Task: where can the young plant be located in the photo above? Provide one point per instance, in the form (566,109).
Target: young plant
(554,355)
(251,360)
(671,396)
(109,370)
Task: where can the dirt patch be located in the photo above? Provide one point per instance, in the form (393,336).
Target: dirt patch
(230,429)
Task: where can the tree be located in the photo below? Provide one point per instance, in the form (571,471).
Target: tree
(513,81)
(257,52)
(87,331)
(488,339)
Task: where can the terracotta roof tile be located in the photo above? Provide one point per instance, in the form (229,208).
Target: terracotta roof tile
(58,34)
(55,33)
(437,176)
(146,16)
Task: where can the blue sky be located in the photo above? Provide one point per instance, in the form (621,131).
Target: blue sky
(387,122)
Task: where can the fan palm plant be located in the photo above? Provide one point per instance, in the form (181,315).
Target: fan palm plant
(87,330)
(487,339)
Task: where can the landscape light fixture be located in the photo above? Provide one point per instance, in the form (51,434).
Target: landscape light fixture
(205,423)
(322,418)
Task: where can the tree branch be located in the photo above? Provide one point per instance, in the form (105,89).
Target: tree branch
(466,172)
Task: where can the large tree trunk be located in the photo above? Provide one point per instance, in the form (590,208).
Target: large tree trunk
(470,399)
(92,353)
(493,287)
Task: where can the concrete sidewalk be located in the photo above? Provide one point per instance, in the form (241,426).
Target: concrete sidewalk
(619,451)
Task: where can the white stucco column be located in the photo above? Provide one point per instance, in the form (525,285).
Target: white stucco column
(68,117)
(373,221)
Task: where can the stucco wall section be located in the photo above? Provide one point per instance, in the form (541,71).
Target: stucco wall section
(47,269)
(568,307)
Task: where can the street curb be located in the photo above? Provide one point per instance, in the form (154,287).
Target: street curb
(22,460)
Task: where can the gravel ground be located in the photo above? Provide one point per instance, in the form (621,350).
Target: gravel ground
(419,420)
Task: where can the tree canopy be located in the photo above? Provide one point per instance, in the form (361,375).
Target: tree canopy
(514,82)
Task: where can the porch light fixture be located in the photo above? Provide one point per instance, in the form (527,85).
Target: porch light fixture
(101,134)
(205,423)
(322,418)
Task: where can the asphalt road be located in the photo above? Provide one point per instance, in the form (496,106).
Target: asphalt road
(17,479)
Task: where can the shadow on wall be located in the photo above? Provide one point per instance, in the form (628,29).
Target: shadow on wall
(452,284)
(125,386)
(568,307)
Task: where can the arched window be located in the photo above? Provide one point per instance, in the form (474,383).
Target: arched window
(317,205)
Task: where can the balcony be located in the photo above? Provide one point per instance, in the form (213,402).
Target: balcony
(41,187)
----------------
Assignment:
Would you reproduce the whole listing above, word for word?

Response area:
Task: where can the young plant be located in the photo above? Provide one point per instance, in the form (566,109).
Target: young plant
(554,355)
(251,360)
(671,396)
(109,370)
Task: where can the dirt patch be located in the photo above? Provide one point per instance, in the form (393,336).
Target: dirt patch
(230,429)
Task: where can the tree be located in the photo below? Provide one point per instance, in the form (571,471).
Target: tree
(513,81)
(257,52)
(87,331)
(488,339)
Task: where can the terracotta roof tile be located in the photo above? Provide one point per instance, in the form (229,208).
Target: terracotta roof tile
(58,34)
(55,33)
(437,176)
(146,16)
Task: where can the blue sky be located in the photo above? Provide one point per instance, in the form (621,131).
Target: blue sky
(387,122)
Task: where can the fan palm plant be located in the photo above? Provide one point per instance, in the form (181,315).
Target: fan palm plant
(87,330)
(487,339)
Task: where can the landscape light fixture be located in the photo above? Provide one point per instance, in the form (51,434).
Target: landscape light fixture
(205,423)
(322,418)
Task: where can the tree branch be located in the photo above? Provide one point per instance, in the form (105,89).
Target: tree branch
(466,172)
Task: where can the large tree trunk be located in the photo above? Provide one point per instance, in the form (590,208).
Target: large tree trunk
(470,399)
(92,353)
(493,287)
Task: where can the concrete sidewalk be located in the photo above? Provide one point per instance, in the form (241,426).
Target: concrete sidewalk
(619,451)
Task: where can the white stucco column be located in the photo above? Provide one point per instance, in the form (525,285).
Target: white stucco column
(68,117)
(373,221)
Task: where can the stucco wall section be located in the photo above? Provide one point per instance, in the form (541,71).
Target: stucco wall section
(47,269)
(568,307)
Task: where can the street curb be located in the photo above? Provide one point per instance, in the form (154,287).
Target: street curb
(22,460)
Task: where can the gravel ground be located in the photo above? Provide one point per instance, in the form (621,350).
Target: gravel ground
(419,420)
Task: where can the tree canopy be located in the photo above? Provide one point per instance, in the form (361,375).
Target: tree canopy
(514,82)
Task: where can the porch light fixture be located in the photo above? Provide one point per instance, in the form (527,85).
Target: porch light fixture
(101,134)
(205,423)
(322,418)
Task: where can the asphalt road be located in the photo above? Provide one point per instance, in the form (496,106).
Target: asphalt road
(17,479)
Task: where can the shadow on wall be located in the photo above? Provide one point per instance, in the form (628,29).
Target: shadow on wall
(452,284)
(125,386)
(568,307)
Task: where can the arched window be located in the photo above? Provide one point per instance, in the form (474,383).
Target: arched window
(317,205)
Task: where can the balcony be located in the photo above? Provide one point per instance, in the form (213,402).
Target: balcony
(41,187)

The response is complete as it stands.